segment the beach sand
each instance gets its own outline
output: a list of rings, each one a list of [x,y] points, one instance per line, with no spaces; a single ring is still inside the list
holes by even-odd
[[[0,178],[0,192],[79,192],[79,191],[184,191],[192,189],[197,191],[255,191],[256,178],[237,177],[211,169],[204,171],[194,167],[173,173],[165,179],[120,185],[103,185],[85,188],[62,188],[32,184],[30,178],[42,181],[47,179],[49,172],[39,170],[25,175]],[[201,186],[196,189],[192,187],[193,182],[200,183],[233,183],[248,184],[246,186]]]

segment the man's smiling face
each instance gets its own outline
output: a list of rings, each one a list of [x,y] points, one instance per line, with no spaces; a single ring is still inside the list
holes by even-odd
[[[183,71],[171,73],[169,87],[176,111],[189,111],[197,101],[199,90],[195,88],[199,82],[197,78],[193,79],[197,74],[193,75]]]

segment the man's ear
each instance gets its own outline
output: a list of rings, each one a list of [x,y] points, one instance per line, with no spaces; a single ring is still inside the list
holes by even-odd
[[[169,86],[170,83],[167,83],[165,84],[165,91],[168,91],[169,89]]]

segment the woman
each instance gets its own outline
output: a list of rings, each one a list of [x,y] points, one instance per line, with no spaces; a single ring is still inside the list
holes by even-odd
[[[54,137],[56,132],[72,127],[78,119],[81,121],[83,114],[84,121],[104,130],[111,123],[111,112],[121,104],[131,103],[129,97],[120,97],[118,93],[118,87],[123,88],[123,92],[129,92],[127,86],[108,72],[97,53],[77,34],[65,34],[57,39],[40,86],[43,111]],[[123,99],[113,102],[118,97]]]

_ _ _ _ _

:: Given instruction ::
Can you reproduce all of the entries above, word for word and with no changes?

:: Response to this task ::
segment the beach sand
each instance gets its own outline
output: a list of rings, each one a list of [x,y] points, one instance per line, with no spaces; a single ring is still inside the list
holes by even-odd
[[[0,178],[0,192],[79,192],[79,191],[184,191],[192,189],[197,191],[255,191],[256,178],[237,177],[211,169],[204,171],[194,167],[173,173],[165,179],[120,185],[103,185],[85,188],[62,188],[32,184],[30,178],[42,181],[47,179],[49,172],[39,170],[25,175]],[[201,186],[196,189],[192,187],[193,182],[200,183],[233,183],[248,184],[246,186]]]

segment the man's smiling face
each instance gets its own outline
output: a list of rings, each one a list of [x,y] points, one instance per line, with no spaces; a single ring is still inside the list
holes by even-odd
[[[183,71],[171,73],[169,87],[176,111],[189,111],[197,101],[199,90],[195,88],[199,82],[197,78],[193,79],[197,74],[193,75]]]

segment the man's ear
each instance gets its own outline
output: a list of rings, each one a list of [x,y] points, one instance per line, with no spaces; a single ring is still inside the list
holes by even-odd
[[[169,86],[170,83],[167,83],[165,84],[165,91],[168,91],[169,89]]]

segment the woman
each instance gets its own outline
output: a list of rings, each one a list of [x,y] points, one instance per line, with no spaces; a single ring is still inside the list
holes by even-odd
[[[54,137],[56,132],[72,127],[78,119],[81,121],[83,114],[84,121],[104,130],[111,123],[111,112],[121,104],[131,103],[129,97],[120,97],[118,93],[118,87],[123,88],[123,92],[129,92],[127,86],[108,72],[97,53],[77,34],[65,34],[57,39],[40,86],[43,111]],[[123,99],[113,102],[118,97]]]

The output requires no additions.